■ Work required:
In the profile of cookbook author Kristine Kidd below, what kind of wood chips does she add to her gas grill when cooking salmon?

■ Source extract:
+ + + + +

Kristine Kidd — who was food editor of Bon Appetit for 20 years — just released her newest cookbook Weeknight Gluten Free, a sequel to her best-selling Weeknight Fresh & Fast. Kristine’s childhood celiac disease resurfaced recently, and she spent a year experimenting in her kitchen before writing this book. This beautiful full-color book contains over 100 of her favorite naturally gluten-free recipes, emphasizing quick, flavor-packed inventive dishes based on seasonal fresh produce.
Weeknight Gluten Free contains mouth-watering photographs — ones so inspirational that they made me want to stop reading and head to the kitchen to cook, even though I don’t need gluten-free foods. Yes, it’s that gorgeous and creative. It’s also chock-full of strategies and tips for a gluten-free lifestyle.
In addition to writing cookbooks, Kristine is the food editor for the Monterey Bay Aquarium’s Seafood Watch website, helping people learn to cook sustainable seafood.
Kristine and I served together on the board of the International Associate of Culinary Professionals (IACP) for many years. She lives in California with her husband, Steve Peck, and their adorable dog, Atticus Finch.
I recently caught up with Kristine to get her responses to the Bite of the Best guest foodie questions. Here are her responses.
Which specific food product, ingredient or gadget would you never give up? I use my ceramic Kyocera knives every day. I love their precision for fine work like cutting shallots and fresh herbs. I have a large herb garden and use lots of fresh herbs in my cooking.
What do you like to serve when you entertain? I love to grill Alaskan salmon for our parties in the summer. We eat only sustainable seafood, and any seafood from Alaska is delicious. I get a half salmon, brush it with olive oil, and sprinkle with salt, pepper, and fresh herbs. I add alder-wood chips to our gas barbecue grill, cover and then cook without turning until the fish is just springy to the touch and the skin is crispy. I usually serve it with a salsa verde with diced avocado mixed in or a fresh peach salsa.

+ + + + +

■ Entries supplied:
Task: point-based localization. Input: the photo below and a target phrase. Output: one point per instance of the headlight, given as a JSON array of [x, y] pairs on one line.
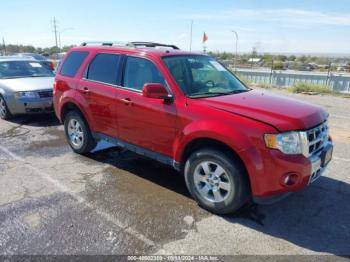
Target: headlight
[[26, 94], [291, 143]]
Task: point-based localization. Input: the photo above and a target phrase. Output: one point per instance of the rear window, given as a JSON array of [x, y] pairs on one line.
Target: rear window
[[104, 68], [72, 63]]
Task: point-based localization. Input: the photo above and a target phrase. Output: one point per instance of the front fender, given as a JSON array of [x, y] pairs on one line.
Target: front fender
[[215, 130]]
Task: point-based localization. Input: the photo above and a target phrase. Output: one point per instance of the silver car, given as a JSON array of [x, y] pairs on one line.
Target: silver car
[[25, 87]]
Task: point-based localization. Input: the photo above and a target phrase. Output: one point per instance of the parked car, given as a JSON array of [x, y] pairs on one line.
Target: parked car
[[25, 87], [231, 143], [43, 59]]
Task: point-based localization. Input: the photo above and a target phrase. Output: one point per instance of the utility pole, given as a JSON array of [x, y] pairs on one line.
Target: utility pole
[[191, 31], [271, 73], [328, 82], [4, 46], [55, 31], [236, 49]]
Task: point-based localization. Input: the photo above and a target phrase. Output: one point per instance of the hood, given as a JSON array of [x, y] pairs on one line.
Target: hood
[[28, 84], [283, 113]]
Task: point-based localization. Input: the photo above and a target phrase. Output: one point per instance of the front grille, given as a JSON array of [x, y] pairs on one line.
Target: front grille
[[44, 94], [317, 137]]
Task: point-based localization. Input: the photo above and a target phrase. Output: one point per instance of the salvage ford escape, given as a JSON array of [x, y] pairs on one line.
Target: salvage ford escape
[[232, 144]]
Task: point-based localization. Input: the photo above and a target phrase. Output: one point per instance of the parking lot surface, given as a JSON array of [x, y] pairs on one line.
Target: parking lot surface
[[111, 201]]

+ + + + +

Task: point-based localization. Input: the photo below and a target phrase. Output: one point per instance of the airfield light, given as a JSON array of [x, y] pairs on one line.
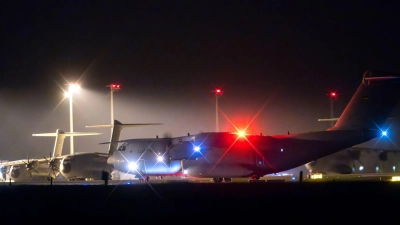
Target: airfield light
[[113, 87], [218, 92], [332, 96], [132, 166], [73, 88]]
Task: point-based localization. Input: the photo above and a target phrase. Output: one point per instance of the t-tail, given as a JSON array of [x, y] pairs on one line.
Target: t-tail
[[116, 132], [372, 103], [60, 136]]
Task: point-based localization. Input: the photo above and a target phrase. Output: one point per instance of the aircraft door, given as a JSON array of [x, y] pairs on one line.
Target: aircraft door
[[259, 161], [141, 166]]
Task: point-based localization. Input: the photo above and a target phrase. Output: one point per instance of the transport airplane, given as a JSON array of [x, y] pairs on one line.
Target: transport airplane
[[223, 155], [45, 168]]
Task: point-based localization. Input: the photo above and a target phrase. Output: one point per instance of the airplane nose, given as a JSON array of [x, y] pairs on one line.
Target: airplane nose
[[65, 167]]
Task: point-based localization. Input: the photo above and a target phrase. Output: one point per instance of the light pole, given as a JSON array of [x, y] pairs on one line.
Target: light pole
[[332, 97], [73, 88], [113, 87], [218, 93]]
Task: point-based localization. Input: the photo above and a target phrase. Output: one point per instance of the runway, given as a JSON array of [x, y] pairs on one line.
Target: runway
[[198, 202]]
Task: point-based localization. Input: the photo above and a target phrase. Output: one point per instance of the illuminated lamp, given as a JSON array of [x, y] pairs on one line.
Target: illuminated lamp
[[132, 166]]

+ + + + +

■ Finished exercise:
Alder-wood chips.